= What is asked =
A. Reproduce the morning essay word for word, from "To my astonishment, during" up to and including "a good thing.".
B. Collect every line of the records that contains the string "target".

It’s not often the first 30 minutes of a day sets the pace for the rest of it. But that’s what happened to me the other morning. It began with me gazing at a view of a spectacular watercolor sunrise as the coffeepot hissed and sputtered. I’m well aware the machine is on its last legs and that every pot may be the last. I patted the lid encouragingly as a hummingbird hovered at a window with a western view where a full Wolf moon clung to the sky in defiance of daybreak. I’d drag my feet too if I were a moon. Instead, I stepped out to the patio for a better view of celestial comings and goings, where a slight breeze swayed palm fronds in rhythmic accord to cheerful birdsong. It’s still sweater-weather here, mid-sixties or so, but the temperature was perfect that morning. When coffee was ready at last, I lingered at the window with my first cup and marveled at how nature had effortlessly made me feel I’d already had caffeine.
To my astonishment, during the course of this exceptional half hour, the wind had picked up considerably. Dark clouds cloaked the western sky (Goodnight, moon), and the temperature had dropped eleven degrees! Moments later, raindrops dotted the garden bridge planks.
But wait, there’s more.
While checking the newspaper for the day’s weather forecast, I ran across a remarkable double-obit where an elderly widower had given a hilarious and most heartwarming eulogy for his wife at her funeral before passing away himself, 30 minutes later.
There are times when I know we humans are irrefutably not the masters of this universe. I think that’s a good thing.

= Data to process =
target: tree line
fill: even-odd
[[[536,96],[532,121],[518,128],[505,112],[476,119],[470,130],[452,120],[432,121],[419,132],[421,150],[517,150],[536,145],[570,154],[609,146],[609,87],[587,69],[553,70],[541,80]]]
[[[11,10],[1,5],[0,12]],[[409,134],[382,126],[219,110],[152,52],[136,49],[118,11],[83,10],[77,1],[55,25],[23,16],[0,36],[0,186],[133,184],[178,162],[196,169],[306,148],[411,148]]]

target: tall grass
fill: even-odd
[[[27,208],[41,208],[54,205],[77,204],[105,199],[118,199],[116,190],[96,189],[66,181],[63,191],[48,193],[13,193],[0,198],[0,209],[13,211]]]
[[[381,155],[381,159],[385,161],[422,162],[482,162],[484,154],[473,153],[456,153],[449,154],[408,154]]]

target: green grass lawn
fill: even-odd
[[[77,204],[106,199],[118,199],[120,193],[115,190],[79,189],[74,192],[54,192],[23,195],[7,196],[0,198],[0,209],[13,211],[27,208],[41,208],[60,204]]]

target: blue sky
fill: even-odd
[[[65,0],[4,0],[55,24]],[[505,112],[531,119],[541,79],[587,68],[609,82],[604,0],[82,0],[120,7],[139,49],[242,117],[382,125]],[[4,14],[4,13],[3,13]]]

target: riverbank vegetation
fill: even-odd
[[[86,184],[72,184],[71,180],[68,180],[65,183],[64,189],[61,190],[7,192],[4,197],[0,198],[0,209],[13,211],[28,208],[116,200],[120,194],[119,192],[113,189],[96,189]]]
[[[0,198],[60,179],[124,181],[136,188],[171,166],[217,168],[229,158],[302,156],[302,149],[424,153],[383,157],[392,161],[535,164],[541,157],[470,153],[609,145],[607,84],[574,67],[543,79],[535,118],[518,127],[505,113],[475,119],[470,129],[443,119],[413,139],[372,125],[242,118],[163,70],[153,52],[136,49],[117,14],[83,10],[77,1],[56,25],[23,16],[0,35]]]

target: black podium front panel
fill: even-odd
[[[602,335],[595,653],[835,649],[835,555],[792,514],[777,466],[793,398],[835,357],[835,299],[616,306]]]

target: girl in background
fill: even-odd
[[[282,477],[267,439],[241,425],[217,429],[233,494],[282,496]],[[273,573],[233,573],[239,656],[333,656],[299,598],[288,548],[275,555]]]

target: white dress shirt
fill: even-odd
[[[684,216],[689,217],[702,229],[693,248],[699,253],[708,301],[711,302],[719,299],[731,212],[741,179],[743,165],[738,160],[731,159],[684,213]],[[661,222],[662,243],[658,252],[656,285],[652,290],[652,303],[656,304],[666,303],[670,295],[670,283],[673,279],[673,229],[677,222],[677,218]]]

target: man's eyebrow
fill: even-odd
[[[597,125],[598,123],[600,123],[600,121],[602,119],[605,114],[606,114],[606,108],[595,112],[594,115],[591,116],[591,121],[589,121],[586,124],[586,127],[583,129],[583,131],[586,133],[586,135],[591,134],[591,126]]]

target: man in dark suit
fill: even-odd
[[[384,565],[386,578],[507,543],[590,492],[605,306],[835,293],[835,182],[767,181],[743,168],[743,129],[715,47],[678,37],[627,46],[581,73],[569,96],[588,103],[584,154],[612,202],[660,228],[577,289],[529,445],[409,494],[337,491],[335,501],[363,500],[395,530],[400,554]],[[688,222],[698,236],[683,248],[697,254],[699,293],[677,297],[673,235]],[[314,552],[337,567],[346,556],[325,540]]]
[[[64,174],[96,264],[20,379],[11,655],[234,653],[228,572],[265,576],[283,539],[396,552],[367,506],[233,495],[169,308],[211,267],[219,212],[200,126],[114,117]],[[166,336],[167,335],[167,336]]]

= Task results =
A.
To my astonishment, during the course of this exceptional half hour, the wind had picked up considerably. Dark clouds cloaked the western sky (Goodnight, moon), and the temperature had dropped eleven degrees! Moments later, raindrops dotted the garden bridge planks.
But wait, there’s more.
While checking the newspaper for the day’s weather forecast, I ran across a remarkable double-obit where an elderly widower had given a hilarious and most heartwarming eulogy for his wife at her funeral before passing away himself, 30 minutes later.
There are times when I know we humans are irrefutably not the masters of this universe. I think that’s a good thing.

B.
target: tree line
target: tall grass
target: green grass lawn
target: blue sky
target: riverbank vegetation
target: black podium front panel
target: girl in background
target: white dress shirt
target: man's eyebrow
target: man in dark suit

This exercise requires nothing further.